Ausgewählter Auszug:
========================================================================

Am 13. November 2015, zwei Monate nach dem Café-Gespräch mit dem Studenten, verübten IS-Kommandos Terroranschläge auf sieben Ziele in und um Paris gleichzeitig, bei denen 130 Menschen umkamen und mindestens 300 verletzt wurden. Es folgten: am 22. März 2016 ein Selbstmordanschlag mit 35 Toten am Brüsseler Flughafen, am 4. Juli 2016 84 Tote durch einen Anschlag mit einem in die Menschenmenge rasenden LKW. Dann Ansbach und Berlin. Daran erinnert sich doch jeder, nicht wahr? Oder wächst die Vergesslichkeit, wenn die Bedrohung abnimmt?
2015 und 2016, als in den europäischen Städten ein Attentat auf das andere folgte und Millionen Menschen aus Syrien sich auf die Flucht nach Europa machten, verdrängten gerade die Kurden den Terror des IS aus ihrer Region. Die für die Welt zur Plage gewordene Organisation begann zu schwächeln.
Am 15. September 2014 griff der IS Kobane, eine von der YPG kontrollierte Stadt an der syrisch-türkischen Grenze, an. Die Belagerung wurde mit der Hilfe einer internationalen Koalition niedergeschlagen. Jeder Sieg der Kurden über den IS ließ die europäische Öffentlichkeit aufatmen.
Zu Heldinnen wurden die kurdischen Kämpferinnen stilisiert, Modedesigner ließen sich von ihren Kampfanzügen inspirieren. Die grün-gelb-roten Symbole der Kurden verdrängten die schwarzen IS-Fahnen. Das demokratisch-autonome System der Kurden, in Rojava errichtet, wurde zum Gegenstand wissenschaftlicher Vorträge.
Offenbar versinkt mit dem Zurückdrängen des IS nicht nur seine Barbarei in der Vergangenheit, sondern auch die Bewunderung der europäischen Öffentlichkeit für die Kurden. Zumindest sieht es aus der Türkei aus ganz danach aus.
Dass die heuchlerischen europäischen Regierungen zu dem Krieg, den die Türkei gemeinsam mit von ihr unterstützten Dschihadisten-Gruppen am 20. Januar 2018 gegen Afrin startete, den einzigen Ort, von dem die Kurden den IS jahrelang hatten fernhalten können, nicht nur schwiegen, sondern weiterhin harmonisch mit der Türkei kooperierten, überrascht nicht. Was allerdings verwundert, ist das Schweigen der europäischen Öffentlichkeit angesichts dieser Scheinheiligkeit.

========================================================================

Angezeigte Einträge:
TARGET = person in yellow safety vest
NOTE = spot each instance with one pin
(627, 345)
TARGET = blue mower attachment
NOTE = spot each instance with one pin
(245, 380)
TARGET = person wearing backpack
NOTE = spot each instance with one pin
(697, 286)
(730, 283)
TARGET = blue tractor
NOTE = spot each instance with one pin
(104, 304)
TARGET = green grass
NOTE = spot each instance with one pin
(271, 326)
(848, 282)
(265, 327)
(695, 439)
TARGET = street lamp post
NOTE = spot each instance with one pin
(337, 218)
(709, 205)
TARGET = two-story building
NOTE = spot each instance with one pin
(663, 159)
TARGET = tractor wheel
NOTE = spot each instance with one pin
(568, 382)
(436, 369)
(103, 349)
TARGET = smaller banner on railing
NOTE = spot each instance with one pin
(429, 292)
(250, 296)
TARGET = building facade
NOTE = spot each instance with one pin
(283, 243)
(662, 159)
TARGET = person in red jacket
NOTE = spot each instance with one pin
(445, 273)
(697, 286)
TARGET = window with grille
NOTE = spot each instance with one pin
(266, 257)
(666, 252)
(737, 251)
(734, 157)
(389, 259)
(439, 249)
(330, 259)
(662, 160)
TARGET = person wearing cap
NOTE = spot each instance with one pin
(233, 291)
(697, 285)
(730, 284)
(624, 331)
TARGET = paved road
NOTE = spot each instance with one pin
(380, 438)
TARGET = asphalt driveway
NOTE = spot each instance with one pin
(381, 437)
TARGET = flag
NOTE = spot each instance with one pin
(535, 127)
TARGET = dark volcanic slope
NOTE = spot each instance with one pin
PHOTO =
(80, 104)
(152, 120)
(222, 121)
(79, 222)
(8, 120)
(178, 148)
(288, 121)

========================================================================

Zu bearbeitende Aufgaben:
**a)** Wann griff der IS laut dem Auszug Kobane an?
**b)** Ersetze im Auszug „Afrin“ durch „Kobane“ und gib den Abschnitt zwischen „Dass die heuchlerischen“ und „angesichts dieser Scheinheiligkeit.“ einschließlich wieder.

Lösungen je Aufgabe:
**a)** Am 15. September 2014.

**b)**
Dass die heuchlerischen europäischen Regierungen zu dem Krieg, den die Türkei gemeinsam mit von ihr unterstützten Dschihadisten-Gruppen am 20. Januar 2018 gegen Kobane startete, den einzigen Ort, von dem die Kurden den IS jahrelang hatten fernhalten können, nicht nur schwiegen, sondern weiterhin harmonisch mit der Türkei kooperierten, überrascht nicht. Was allerdings verwundert, ist das Schweigen der europäischen Öffentlichkeit angesichts dieser Scheinheiligkeit.